__DIRECTION__: Can you return every one of the records below, character for character and unchanged?

(Items taken from a data source)
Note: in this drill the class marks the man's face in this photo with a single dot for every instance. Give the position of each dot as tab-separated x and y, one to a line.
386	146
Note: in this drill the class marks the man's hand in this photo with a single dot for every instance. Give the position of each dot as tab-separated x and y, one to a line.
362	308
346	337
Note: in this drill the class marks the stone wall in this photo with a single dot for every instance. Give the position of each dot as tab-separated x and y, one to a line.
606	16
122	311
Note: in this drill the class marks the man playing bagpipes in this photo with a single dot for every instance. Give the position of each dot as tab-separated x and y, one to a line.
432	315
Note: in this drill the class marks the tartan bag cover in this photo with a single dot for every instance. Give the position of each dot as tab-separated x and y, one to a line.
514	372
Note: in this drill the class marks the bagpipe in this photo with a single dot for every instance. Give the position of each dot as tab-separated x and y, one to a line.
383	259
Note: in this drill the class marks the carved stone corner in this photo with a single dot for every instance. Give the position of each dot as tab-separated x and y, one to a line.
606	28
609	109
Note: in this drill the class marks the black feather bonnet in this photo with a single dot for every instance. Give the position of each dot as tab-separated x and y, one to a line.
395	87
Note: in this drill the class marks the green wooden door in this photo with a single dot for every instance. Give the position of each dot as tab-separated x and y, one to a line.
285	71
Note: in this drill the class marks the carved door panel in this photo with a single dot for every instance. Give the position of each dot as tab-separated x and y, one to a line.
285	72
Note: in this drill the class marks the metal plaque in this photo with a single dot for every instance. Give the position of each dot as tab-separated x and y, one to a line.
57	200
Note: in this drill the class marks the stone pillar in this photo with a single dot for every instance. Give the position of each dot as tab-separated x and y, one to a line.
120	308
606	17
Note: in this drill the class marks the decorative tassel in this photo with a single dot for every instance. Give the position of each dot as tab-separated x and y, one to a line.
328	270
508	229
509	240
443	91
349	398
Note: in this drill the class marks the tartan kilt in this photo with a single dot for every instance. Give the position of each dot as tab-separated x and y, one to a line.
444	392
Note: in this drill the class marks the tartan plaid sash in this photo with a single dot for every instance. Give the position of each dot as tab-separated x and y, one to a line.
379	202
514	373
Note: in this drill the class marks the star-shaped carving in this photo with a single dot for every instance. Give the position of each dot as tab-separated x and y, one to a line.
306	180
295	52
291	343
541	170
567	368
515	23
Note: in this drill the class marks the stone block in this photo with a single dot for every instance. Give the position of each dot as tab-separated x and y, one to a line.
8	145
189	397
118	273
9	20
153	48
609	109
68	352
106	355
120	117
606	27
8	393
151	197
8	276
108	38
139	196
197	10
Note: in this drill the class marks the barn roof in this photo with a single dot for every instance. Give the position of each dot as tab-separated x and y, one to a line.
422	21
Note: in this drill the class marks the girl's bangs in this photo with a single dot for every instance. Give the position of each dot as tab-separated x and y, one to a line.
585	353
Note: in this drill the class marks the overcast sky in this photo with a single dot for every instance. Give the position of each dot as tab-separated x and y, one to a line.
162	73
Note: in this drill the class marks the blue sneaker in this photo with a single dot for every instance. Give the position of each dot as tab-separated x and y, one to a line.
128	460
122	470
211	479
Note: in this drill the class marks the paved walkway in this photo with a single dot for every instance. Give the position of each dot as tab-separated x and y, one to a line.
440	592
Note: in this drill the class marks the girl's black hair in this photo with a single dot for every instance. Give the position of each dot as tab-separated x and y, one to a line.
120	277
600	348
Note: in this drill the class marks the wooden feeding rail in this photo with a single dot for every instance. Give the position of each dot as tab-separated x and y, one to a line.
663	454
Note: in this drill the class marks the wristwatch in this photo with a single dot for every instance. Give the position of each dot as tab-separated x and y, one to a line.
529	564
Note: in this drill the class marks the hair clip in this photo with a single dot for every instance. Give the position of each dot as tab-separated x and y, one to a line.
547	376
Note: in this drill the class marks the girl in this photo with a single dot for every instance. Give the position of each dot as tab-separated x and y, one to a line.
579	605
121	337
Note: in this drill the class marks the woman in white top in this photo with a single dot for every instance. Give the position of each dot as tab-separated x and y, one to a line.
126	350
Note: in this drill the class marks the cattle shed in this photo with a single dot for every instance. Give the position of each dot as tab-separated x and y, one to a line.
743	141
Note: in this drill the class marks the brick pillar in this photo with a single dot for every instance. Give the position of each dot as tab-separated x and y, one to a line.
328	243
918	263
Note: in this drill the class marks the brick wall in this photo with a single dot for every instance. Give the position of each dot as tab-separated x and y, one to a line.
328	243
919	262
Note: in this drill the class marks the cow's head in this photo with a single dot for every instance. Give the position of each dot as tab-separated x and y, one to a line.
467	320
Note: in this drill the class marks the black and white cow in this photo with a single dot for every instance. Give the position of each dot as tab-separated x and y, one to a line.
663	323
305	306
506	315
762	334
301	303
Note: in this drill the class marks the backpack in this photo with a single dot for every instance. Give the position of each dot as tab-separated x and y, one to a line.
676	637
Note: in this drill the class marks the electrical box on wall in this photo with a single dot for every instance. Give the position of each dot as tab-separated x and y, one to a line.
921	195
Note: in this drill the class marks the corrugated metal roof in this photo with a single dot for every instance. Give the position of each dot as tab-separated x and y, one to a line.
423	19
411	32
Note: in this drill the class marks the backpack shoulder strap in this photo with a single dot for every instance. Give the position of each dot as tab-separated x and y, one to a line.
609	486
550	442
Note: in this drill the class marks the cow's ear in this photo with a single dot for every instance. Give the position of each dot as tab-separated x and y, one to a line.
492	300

__OUTPUT FOR THIS TASK__:
Note: in this drill the class marks the man's face in this photo with a single dot for every instance. Give the position of each dot as tab-separated x and y, one to a line.
386	146
Note: in this drill the class marks the man's hand in this photo with a single dot for every instance. Give the position of each dot as tab-separated x and y, one to a line.
362	308
346	337
Note: in this drill the class marks the stone wall in this photo with a single dot for every instance. Give the position of each dot as tab-separated x and y, one to a line.
606	16
122	311
Note: in this drill the class marks the man playing bagpipes in this photo with a single dot for every instance. Give the position of each dot as tab-separated x and y, one to a line.
432	315
Note: in this drill the class marks the tartan bag cover in this photo with a single dot for every instance. Give the position of each dot as tab-separated x and y, one to a line.
514	372
Note: in this drill the class marks the bagpipe in this photo with a single dot for every instance. Give the position of each dot as tab-separated x and y, one to a line.
383	259
Note: in this drill the class marks the carved stone corner in this photo with a single dot for every instance. Give the position of each dot as tab-separated x and y, one to a line.
606	28
609	109
Note: in this drill the class marks the black feather bonnet in this photo with a single dot for every instance. Give the position of each dot as tab-separated x and y, one to a line.
395	87
Note: in this drill the class marks the green wooden door in this photo with a single dot for every instance. Give the position of each dot as tab-separated x and y, one to a line.
285	71
Note: in this drill the class marks the carved door panel in this photo with a single dot for every instance. Give the position of each dot as tab-separated x and y, one to a line.
285	72
Note: in this drill the class marks the metal plaque in this photo with a single dot for every instance. Give the position of each dot as tab-separated x and y, one to a line.
57	200
Note: in this drill the class marks the stone pillar in this photo with a single dot for every instance. Give the position of each dot as tab-separated x and y, one to a line.
120	308
606	17
Note: in this drill the class marks the decorative tassel in this photo with a single dot for every instance. Give the position of each dot as tab-separated x and y, one to a line.
328	270
508	229
509	240
443	91
349	398
Note: in this drill the class marks the tartan kilt in this photo with a single dot for every instance. Give the position of each dot as tab-separated x and y, one to a line.
444	392
Note: in this drill the class marks the tartan plaid sash in this photo with a single dot for every instance. Give the position of each dot as tab-separated x and y, one to a line.
379	202
514	373
Note: in this drill the class marks the star-shaped carving in this photo with a single dot for every instance. Give the position of each dot as tab-separated x and y, one to a line.
306	180
295	52
291	343
541	170
567	368
515	23
Note: in this drill the class marks the stone block in this photo with a single dot for every instance. Give the position of each dot as tab-separated x and y, one to a line.
8	145
189	397
118	273
9	20
153	48
609	109
68	352
106	355
120	117
606	27
8	393
151	197
8	276
108	38
139	196
197	10
Note: in this drill the class marks the barn roof in this photo with a single dot for every instance. Give the position of each dot as tab-separated x and y, one to a line.
422	21
Note: in this drill the class marks the girl's bangs in this photo with a single dot for every instance. Give the position of each dot as tab-separated x and y, one to a line.
585	353
Note: in this drill the class marks the overcast sky in this photo with a single dot for every instance. Give the position of each dot as tab-separated x and y, one to a line.
162	73
Note: in this drill the class marks the blue sneaker in this photo with a single dot for every instance. Give the position of each dot as tab-separated x and y, one to a line.
128	460
122	470
211	479
Note: in this drill the class marks the paved walkway in this photo with a single dot for every instance. Give the position of each dot as tab-separated x and y, one to a line.
440	592
Note: in this drill the class marks the girl's black hair in this photo with a single dot for every instance. Give the position of each dot as tab-separated x and y, one to a line.
120	277
600	348
Note: in this drill the class marks the wooden feeding rail in this photo with a single dot for every instance. Give the position of each dot as tab-separated x and y, one to a line.
663	454
Note: in this drill the class marks the wristwatch in this photo with a single dot for every instance. Give the position of each dot as tab-separated x and y, one to a line.
529	564
Note: in this drill the class marks the hair clip in this photo with a single dot for every instance. Give the position of each dot as tab-separated x and y, one to a line.
547	376
Note: in this drill the class marks the girl in this photo with a single dot for every instance. Give the position of each dot as tab-separated x and y, one to a line.
579	605
121	337
Note: in this drill the class marks the woman in white top in this photo with a single dot for every instance. Give the position of each dot as tab-separated x and y, one to a line.
126	350
Note: in this drill the class marks the cattle shed in this photo with a single dot for every instance. Give the position of each dot as tab-separated x and y, one to a line.
743	141
Note: in this drill the class marks the brick pillar in this photo with a single dot for every instance. Give the position of each dot as tab-separated x and y, one to a line.
328	243
918	263
Note: in this drill the class marks the brick wall in this photo with a single dot for every instance. Give the position of each dot as tab-separated x and y, one to a line.
328	243
919	262
Note: in this drill the class marks the cow's head in this photo with a single dot for every instance. Give the position of each dot as tab-separated x and y, one to a line.
467	320
Note: in this drill the class marks the black and white cow in this photo with a single dot for every instance. Give the position of each dot as tab-separated x and y, one to a line.
663	323
305	306
506	315
762	334
301	303
Note: in this drill the class marks the backpack in this photo with a single dot for every instance. Give the position of each dot as tab-separated x and y, one to a line.
676	637
Note: in this drill the class marks the electrical box on wall in this photo with a single dot for every instance. Give the position of each dot as tab-separated x and y, one to a line.
921	195
Note: in this drill the class marks the corrugated metal roof in this photo with a single dot for every instance. Give the position of each dot as tab-separated x and y, one to a line.
423	19
411	32
Note: in this drill the class marks the backpack shoulder strap in this photo with a single dot for every instance. Give the position of each dot as tab-separated x and y, one to a line.
609	486
550	442
Note: in this drill the class marks the cow's ear in this photo with a single dot for every instance. Give the position of each dot as tab-separated x and y, one to a line.
492	300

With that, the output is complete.